■ PROBLEM DETAILS
Copy each line of the following material that has the string "outline".

• • • • • • •

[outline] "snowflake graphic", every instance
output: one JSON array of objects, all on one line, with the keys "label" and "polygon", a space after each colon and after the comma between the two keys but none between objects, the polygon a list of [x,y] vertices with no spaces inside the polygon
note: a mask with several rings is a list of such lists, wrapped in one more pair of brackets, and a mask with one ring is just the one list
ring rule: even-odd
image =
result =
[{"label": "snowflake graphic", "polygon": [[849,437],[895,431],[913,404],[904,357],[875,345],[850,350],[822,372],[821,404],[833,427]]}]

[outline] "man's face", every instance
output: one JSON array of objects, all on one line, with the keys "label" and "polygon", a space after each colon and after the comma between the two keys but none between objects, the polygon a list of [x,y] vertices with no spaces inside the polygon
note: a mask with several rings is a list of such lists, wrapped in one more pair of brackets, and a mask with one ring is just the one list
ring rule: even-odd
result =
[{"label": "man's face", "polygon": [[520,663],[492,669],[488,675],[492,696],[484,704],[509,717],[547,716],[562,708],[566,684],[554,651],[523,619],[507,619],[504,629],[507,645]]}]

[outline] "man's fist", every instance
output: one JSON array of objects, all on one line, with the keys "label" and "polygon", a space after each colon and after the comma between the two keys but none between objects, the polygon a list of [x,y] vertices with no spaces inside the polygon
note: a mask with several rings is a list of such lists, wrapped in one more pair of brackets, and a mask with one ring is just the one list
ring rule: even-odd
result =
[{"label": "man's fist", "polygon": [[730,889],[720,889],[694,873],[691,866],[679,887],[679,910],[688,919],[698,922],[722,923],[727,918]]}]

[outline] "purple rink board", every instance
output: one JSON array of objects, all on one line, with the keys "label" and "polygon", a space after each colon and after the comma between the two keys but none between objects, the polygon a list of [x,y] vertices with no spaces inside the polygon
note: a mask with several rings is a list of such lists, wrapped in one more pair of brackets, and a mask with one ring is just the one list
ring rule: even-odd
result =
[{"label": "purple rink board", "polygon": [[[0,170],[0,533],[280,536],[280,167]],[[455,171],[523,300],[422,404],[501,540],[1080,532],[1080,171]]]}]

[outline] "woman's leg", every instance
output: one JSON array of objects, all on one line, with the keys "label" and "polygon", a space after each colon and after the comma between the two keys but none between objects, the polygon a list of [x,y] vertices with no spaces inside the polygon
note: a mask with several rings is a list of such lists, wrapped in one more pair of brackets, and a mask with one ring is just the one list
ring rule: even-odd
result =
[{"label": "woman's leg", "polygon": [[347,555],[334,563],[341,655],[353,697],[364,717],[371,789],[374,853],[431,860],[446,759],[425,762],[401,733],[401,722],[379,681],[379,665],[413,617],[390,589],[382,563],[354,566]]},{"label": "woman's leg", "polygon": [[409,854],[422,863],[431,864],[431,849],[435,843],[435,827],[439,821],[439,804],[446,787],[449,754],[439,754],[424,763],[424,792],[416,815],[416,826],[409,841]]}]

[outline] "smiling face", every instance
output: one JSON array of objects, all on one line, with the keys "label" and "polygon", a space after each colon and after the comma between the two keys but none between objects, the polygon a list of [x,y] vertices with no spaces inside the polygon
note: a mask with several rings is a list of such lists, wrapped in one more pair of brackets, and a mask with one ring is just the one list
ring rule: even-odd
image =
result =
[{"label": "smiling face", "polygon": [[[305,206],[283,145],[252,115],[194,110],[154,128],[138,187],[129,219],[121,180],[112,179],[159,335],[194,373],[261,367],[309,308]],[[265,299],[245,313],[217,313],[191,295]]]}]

• • • • • • •

■ OUTPUT OF THE TASK
[outline] "snowflake graphic", every instance
[outline] "man's face", every instance
[outline] "man's fist", every instance
[outline] "purple rink board", every instance
[outline] "woman's leg", every instance
[outline] "smiling face", every instance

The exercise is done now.